I would have extended that time frame into the 1960's or even the
1970's when moonbounce experiments still made the news.


The first-ever successful moonbounce was done by the U.S.
Army Signal Corps in the forties right after end of WWII.
The Army dubbed that experiment "Project Diana." That
was two decades prior to the 1960s.

My choice of the first 44 years versus the last 67 years
may seem arbitrary but the Second World War was a decided
changeover time in technology of all electronics, including
that small subset of it called radio.

Your point is not clear. Are you claiming that since those
technologies originated with other radio services that the
contribution by hams was small or are you claiming that since hams
developed and popularized those technologies that hams' contribution
was large?

■ **Task description**
According to the moonbounce excerpt, what name did the Army give to the first successful moonbounce experiment?

Saved data entries:

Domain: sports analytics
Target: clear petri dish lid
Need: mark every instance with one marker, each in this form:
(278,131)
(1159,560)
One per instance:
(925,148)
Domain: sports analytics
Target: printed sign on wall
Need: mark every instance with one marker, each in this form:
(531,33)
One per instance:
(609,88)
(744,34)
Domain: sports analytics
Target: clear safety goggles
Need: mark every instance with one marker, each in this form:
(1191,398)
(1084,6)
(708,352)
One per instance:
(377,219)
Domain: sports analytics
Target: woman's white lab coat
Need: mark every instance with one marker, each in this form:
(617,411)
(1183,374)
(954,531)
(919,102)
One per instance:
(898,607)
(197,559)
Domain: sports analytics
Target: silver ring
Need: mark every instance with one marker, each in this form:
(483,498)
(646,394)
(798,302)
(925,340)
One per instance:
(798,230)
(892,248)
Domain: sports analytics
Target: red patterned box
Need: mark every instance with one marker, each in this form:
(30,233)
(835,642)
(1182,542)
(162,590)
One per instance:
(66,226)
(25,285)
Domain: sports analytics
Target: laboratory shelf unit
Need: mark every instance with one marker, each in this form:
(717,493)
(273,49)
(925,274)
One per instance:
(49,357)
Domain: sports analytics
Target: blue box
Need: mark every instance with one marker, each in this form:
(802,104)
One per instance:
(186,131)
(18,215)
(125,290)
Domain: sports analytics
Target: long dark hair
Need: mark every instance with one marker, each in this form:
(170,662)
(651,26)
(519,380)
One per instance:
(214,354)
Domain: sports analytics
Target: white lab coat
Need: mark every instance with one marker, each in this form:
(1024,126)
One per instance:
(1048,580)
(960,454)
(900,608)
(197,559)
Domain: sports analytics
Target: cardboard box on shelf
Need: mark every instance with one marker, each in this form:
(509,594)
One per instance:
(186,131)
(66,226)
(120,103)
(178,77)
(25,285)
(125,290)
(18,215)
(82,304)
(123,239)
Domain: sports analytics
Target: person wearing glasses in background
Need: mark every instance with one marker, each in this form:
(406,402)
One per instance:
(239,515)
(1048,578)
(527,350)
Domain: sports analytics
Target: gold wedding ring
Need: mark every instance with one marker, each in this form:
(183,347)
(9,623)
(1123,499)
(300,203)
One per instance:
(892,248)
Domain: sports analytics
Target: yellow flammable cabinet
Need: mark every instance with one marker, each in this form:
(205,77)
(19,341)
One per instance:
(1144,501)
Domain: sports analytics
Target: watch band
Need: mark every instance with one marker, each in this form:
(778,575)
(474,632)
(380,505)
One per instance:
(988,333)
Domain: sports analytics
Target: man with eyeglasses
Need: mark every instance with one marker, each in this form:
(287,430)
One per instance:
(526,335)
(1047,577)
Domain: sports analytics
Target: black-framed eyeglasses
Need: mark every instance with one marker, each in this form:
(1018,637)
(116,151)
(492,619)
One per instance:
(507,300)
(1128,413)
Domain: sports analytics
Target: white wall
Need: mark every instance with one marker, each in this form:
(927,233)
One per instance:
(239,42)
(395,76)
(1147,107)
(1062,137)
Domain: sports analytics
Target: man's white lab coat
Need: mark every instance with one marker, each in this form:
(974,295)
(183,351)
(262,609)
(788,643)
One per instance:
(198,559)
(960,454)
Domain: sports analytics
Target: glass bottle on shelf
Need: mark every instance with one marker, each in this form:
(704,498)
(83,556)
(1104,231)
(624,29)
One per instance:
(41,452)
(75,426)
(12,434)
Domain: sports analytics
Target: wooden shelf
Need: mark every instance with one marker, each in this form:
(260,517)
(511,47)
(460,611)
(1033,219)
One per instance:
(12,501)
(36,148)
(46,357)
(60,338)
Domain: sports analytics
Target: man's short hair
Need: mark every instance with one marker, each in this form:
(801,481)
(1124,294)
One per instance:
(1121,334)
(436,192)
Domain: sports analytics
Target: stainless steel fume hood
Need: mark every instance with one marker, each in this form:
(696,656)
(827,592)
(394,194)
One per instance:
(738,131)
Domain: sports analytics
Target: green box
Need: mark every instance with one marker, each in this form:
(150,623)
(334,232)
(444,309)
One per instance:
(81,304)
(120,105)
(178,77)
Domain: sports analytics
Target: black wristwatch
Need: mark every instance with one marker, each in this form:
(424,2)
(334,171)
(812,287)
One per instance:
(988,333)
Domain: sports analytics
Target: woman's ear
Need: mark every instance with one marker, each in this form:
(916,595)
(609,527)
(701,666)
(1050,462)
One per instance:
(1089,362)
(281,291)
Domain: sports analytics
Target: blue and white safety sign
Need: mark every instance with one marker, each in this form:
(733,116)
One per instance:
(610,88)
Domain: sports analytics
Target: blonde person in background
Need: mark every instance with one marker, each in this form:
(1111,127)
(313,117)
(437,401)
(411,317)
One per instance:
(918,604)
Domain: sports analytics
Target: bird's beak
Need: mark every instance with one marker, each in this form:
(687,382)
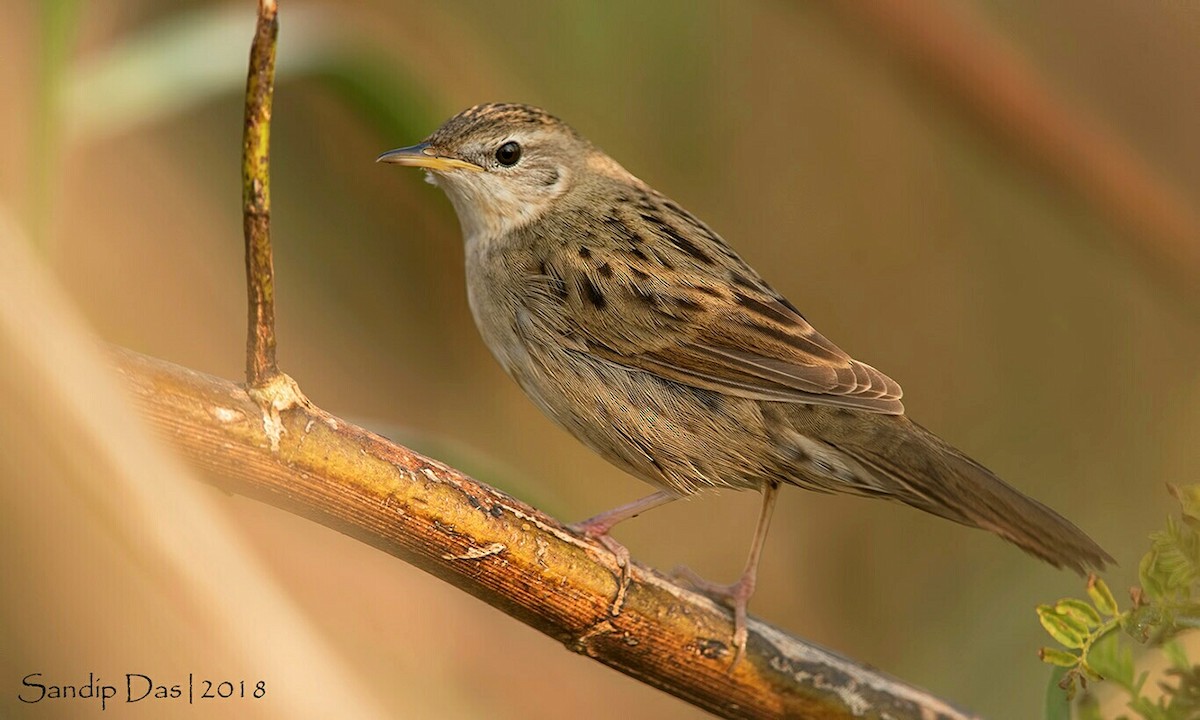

■ **Answer for this exercise**
Project Diana